**Task description:**
Copy each of the following entries line for line, with no changes.

═══ Recorded data ═══

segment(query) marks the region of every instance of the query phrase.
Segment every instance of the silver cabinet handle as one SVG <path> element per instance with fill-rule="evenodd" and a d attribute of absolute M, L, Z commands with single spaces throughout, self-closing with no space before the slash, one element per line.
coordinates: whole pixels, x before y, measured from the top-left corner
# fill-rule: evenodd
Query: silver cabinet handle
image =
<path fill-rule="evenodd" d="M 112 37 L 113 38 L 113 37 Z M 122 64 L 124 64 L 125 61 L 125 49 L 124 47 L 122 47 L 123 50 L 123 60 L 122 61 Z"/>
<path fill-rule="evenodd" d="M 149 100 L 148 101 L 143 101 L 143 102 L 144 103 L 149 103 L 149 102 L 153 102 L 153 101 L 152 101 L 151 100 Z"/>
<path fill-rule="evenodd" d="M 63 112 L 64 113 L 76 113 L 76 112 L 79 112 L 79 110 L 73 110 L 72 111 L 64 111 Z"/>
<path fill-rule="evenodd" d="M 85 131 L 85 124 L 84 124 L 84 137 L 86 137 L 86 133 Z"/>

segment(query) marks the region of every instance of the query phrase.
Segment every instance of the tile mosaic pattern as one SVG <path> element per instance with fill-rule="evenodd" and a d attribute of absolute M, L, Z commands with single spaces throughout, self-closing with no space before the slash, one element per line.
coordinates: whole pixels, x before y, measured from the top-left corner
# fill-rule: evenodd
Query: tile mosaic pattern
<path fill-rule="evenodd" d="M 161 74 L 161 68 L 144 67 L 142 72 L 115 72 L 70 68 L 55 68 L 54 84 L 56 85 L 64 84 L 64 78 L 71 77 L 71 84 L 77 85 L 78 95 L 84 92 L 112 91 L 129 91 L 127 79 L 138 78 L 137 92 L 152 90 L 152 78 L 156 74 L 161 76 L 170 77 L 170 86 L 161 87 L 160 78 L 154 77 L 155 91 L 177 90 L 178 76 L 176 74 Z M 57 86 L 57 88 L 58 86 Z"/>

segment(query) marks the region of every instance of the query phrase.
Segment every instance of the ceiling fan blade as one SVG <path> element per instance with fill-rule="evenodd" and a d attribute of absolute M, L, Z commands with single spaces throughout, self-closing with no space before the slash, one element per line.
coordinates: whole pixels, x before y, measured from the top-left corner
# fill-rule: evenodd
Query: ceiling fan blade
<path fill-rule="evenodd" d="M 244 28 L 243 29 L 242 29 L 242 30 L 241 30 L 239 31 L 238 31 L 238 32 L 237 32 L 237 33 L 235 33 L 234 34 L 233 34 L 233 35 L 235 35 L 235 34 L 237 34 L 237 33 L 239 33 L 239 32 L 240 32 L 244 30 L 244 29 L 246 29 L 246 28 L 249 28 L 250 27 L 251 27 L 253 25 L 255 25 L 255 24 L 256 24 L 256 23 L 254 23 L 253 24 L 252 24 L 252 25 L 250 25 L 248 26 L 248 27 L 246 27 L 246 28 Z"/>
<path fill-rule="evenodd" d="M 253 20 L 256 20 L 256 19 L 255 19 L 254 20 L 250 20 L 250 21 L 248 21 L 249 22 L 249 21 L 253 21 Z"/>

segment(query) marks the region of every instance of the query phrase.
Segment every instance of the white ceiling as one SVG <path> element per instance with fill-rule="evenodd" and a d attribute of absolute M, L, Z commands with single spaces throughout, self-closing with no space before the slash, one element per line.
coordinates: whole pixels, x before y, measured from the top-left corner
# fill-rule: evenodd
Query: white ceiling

═══

**Solution:**
segment(query) marks the region of every instance of the query phrase.
Segment every instance of the silver cabinet handle as one SVG <path> element per instance with fill-rule="evenodd" and a d attribute of absolute M, L, Z commands with single spaces throughout, self-closing with no space before the slash, one element per line.
coordinates: whole pixels, x before y, measured from the top-left corner
# fill-rule: evenodd
Query: silver cabinet handle
image =
<path fill-rule="evenodd" d="M 112 37 L 113 38 L 113 37 Z M 122 64 L 124 64 L 125 61 L 125 49 L 124 47 L 122 47 L 123 50 L 123 60 L 122 61 Z"/>
<path fill-rule="evenodd" d="M 149 100 L 148 101 L 143 101 L 143 102 L 144 103 L 149 103 L 149 102 L 153 102 L 153 101 L 152 101 L 151 100 Z"/>
<path fill-rule="evenodd" d="M 63 112 L 64 113 L 76 113 L 76 112 L 79 112 L 79 110 L 73 110 L 72 111 L 64 111 Z"/>
<path fill-rule="evenodd" d="M 85 131 L 85 124 L 84 124 L 84 137 L 86 137 L 86 133 Z"/>

segment(query) marks the region of every instance of the query phrase.
Segment every instance of the tile mosaic pattern as one SVG <path> element per instance with fill-rule="evenodd" and a d attribute of absolute M, L, Z commands with single spaces throughout, self-closing with no space before the slash, one element per line.
coordinates: whole pixels, x before y, measured from the top-left corner
# fill-rule: evenodd
Query: tile mosaic pattern
<path fill-rule="evenodd" d="M 161 74 L 161 68 L 144 67 L 142 72 L 115 72 L 70 68 L 55 68 L 54 84 L 56 85 L 64 84 L 64 78 L 71 77 L 71 84 L 77 85 L 78 95 L 84 92 L 112 91 L 129 91 L 127 79 L 138 78 L 137 92 L 152 90 L 152 78 L 156 74 L 161 76 L 170 77 L 170 86 L 161 87 L 160 78 L 154 77 L 155 91 L 177 90 L 178 76 L 176 74 Z M 57 86 L 57 88 L 58 86 Z"/>

segment(query) marks the region of every instance of the query phrase.
Segment every instance of the ceiling fan blade as one SVG <path> element per instance with fill-rule="evenodd" and a d attribute of absolute M, L, Z commands with single spaces throughout, self-closing with no space before the slash, one element per line.
coordinates: whole pixels, x before y, measured from the top-left corner
# fill-rule: evenodd
Query: ceiling fan blade
<path fill-rule="evenodd" d="M 244 28 L 243 29 L 242 29 L 242 30 L 241 30 L 239 31 L 238 31 L 238 32 L 237 32 L 237 33 L 235 33 L 234 34 L 233 34 L 233 35 L 235 35 L 235 34 L 237 34 L 237 33 L 239 33 L 239 32 L 240 32 L 244 30 L 244 29 L 246 29 L 246 28 L 249 28 L 250 27 L 251 27 L 253 25 L 255 25 L 255 24 L 256 24 L 256 23 L 254 23 L 253 24 L 252 24 L 252 25 L 250 25 L 248 26 L 248 27 L 246 27 L 246 28 Z"/>
<path fill-rule="evenodd" d="M 253 20 L 256 20 L 256 19 L 255 19 L 254 20 L 250 20 L 250 21 L 248 21 L 249 22 L 249 21 L 253 21 Z"/>

segment(query) marks the region of every instance of the query phrase.
Segment every instance of the white ceiling as one SVG <path> element per instance with fill-rule="evenodd" and a d attribute of absolute M, L, Z commands with single spaces throughout, self-closing with no space before the slash, one element per line.
coordinates: whole pixels, x before y, measured from the top-left corner
# fill-rule: evenodd
Query: white ceiling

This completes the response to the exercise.